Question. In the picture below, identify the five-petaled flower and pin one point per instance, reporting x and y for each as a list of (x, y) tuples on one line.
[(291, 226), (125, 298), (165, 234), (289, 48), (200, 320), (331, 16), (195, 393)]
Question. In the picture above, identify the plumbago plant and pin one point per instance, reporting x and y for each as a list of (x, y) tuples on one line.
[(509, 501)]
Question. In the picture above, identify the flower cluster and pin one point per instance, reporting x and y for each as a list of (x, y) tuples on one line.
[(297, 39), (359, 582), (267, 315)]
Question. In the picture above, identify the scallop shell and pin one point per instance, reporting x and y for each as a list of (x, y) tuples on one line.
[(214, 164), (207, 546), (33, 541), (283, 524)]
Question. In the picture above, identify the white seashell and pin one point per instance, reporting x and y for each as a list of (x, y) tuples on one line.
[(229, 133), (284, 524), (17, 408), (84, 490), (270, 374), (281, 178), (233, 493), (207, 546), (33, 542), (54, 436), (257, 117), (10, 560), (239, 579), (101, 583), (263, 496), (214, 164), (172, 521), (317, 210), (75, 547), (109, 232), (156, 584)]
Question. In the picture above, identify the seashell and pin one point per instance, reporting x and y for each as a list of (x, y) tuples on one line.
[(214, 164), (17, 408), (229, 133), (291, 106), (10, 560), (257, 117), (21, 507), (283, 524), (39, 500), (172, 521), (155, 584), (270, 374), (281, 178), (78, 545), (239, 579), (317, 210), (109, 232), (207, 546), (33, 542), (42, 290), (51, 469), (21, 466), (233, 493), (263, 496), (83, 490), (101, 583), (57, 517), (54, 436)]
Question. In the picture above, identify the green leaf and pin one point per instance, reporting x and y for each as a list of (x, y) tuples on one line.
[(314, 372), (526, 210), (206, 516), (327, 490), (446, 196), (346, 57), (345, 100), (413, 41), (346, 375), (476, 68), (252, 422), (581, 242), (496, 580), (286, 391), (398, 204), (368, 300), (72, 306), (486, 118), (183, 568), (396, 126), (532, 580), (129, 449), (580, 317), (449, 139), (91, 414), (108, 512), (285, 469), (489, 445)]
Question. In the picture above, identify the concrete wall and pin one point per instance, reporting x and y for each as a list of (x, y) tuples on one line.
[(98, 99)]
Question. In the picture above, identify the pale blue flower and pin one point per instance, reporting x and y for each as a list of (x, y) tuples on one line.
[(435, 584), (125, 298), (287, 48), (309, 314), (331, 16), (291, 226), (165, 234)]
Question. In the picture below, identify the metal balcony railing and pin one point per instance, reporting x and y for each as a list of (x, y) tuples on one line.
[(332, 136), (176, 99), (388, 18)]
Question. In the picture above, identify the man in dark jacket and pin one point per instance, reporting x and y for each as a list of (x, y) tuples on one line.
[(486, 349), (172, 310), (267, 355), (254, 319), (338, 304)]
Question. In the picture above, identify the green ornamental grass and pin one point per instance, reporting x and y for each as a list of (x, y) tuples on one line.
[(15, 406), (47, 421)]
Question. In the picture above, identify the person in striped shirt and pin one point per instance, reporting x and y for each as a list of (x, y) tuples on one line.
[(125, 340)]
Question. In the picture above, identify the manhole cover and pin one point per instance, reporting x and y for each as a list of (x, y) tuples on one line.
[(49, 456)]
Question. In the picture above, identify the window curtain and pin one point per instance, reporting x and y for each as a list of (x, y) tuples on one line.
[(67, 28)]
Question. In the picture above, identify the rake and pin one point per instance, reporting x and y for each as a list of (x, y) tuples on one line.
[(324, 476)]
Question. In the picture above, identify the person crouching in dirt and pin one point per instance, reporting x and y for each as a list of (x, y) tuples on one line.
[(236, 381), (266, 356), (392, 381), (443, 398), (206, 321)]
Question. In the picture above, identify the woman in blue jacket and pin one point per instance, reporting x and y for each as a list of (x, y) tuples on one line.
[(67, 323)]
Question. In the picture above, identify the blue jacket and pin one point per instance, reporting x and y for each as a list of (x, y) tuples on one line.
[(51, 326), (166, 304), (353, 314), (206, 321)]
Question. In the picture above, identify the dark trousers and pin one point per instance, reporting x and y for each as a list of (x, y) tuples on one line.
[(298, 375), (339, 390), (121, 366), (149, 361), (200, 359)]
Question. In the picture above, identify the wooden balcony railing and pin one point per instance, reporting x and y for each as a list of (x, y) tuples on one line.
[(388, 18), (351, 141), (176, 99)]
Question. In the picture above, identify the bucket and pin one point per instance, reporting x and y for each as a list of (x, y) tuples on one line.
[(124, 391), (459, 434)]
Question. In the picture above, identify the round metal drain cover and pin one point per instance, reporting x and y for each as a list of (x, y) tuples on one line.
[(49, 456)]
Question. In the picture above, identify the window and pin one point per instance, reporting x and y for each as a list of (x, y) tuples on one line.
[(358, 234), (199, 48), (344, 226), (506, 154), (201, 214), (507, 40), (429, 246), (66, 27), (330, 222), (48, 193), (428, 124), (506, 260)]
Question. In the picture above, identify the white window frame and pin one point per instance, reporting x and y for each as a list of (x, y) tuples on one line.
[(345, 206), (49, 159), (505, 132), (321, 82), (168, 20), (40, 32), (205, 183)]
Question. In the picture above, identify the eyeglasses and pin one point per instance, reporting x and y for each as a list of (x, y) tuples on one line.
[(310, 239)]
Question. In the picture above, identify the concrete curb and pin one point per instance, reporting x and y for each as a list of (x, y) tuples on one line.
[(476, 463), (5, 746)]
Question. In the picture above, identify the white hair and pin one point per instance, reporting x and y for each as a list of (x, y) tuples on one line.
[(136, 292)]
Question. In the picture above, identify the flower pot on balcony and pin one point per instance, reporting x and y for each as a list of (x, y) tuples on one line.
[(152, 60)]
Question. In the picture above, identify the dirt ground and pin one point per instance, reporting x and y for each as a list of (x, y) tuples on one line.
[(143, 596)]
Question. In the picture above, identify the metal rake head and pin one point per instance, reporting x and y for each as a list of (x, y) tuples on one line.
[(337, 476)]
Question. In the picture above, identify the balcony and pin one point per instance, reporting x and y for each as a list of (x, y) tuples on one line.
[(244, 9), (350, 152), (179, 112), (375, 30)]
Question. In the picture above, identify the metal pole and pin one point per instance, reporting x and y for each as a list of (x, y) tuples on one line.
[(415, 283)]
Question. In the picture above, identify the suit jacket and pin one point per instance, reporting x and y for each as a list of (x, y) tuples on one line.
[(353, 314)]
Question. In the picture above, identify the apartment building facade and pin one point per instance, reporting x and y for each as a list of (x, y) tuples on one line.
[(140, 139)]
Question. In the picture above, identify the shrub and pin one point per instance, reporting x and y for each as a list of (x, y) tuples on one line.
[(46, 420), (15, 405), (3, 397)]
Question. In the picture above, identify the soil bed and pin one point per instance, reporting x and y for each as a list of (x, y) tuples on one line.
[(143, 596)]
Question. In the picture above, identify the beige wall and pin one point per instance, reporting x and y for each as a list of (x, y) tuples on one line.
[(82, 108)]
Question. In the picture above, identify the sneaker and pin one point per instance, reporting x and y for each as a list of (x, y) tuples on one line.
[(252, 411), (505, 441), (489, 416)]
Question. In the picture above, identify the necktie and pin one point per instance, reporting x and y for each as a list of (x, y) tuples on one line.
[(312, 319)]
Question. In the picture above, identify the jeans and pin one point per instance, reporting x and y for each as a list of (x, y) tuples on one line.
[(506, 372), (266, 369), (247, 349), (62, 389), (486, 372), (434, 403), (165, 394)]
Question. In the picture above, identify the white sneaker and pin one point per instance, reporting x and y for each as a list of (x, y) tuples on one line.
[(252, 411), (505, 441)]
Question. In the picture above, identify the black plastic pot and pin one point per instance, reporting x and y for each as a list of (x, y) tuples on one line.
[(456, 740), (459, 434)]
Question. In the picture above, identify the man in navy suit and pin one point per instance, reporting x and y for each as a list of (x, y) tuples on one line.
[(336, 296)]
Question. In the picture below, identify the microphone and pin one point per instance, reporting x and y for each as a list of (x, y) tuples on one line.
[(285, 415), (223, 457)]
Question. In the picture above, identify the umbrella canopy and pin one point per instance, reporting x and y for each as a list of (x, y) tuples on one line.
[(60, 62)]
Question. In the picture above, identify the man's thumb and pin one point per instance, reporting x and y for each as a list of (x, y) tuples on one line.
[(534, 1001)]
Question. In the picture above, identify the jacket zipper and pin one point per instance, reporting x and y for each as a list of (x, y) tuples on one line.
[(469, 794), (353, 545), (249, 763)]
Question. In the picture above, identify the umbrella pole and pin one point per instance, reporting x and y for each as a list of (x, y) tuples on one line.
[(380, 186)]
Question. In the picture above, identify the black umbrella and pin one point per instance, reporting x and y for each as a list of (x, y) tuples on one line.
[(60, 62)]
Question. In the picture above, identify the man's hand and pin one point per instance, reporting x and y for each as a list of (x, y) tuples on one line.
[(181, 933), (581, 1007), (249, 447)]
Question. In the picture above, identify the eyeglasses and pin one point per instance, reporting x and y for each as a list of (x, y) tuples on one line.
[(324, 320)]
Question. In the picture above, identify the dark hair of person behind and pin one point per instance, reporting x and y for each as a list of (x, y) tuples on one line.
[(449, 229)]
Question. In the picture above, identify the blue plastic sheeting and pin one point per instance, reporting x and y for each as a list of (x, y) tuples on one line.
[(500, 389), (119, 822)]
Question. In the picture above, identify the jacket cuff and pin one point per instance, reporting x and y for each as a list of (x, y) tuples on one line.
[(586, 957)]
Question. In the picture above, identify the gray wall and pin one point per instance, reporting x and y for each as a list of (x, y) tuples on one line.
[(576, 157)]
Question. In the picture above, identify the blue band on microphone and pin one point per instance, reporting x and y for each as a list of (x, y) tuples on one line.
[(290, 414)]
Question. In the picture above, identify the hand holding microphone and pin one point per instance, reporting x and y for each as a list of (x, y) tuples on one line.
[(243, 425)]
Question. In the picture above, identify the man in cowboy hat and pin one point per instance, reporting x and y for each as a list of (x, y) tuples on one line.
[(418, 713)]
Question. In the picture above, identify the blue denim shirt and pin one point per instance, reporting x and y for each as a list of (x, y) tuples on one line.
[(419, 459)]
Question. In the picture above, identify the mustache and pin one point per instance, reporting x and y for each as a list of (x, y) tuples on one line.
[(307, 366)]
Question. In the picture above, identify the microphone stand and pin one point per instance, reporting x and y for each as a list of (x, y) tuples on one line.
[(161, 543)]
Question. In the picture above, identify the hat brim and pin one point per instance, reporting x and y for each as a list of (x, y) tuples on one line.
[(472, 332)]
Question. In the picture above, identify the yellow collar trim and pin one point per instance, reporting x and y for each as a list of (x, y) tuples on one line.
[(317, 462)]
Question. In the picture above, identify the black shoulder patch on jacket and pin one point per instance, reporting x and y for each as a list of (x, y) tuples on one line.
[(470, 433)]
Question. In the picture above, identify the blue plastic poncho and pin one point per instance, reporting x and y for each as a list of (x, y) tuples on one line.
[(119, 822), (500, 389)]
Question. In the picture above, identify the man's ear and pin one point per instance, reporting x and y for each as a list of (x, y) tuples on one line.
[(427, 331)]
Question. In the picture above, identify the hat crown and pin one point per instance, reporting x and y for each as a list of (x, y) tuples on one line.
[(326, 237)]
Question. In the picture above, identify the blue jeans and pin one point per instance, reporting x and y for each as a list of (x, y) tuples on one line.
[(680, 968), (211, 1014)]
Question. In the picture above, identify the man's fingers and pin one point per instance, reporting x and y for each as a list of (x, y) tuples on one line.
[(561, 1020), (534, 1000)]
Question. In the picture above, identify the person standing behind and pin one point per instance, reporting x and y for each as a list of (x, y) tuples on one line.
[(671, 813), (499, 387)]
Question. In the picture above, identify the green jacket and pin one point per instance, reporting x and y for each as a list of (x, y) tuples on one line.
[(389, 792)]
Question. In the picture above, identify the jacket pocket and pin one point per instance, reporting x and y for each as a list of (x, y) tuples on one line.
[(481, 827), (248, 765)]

__Exercise description__
Scale the point coordinates in the answers by 1.1 and round each to a whole number, with halves rounding up. Give back every line of the data starting with the line that contains "Question. In the picture above, identify the man in cowboy" and going on through the line that contains "[(472, 332)]", and no other lines, with all other text unchanged.

__Result__
Question. In the picture above, identify the man in cowboy hat and pin one point per instance, reporting x and y for each as a list of (x, y) tuples on one line.
[(460, 784)]
Question. In the picture above, identify the blue denim shirt and pin one point per instance, reporting x and y for each as a list of (x, y) tuples on one line.
[(461, 505)]
Question. In the picture above, identify the mustache and pin one point per instance, reporting x and y for each as a list of (x, y) tuples on one line.
[(338, 403)]
Question. In the picture above, identify the microphone stand and pin one point per instance, reporting x and y for each as a list of (x, y) tuples on one line.
[(177, 597)]
Question. In the picture above, identify the hat brim and pin one point per instance, reporting x and y for each as a list of (x, y) tuples on one line.
[(519, 365)]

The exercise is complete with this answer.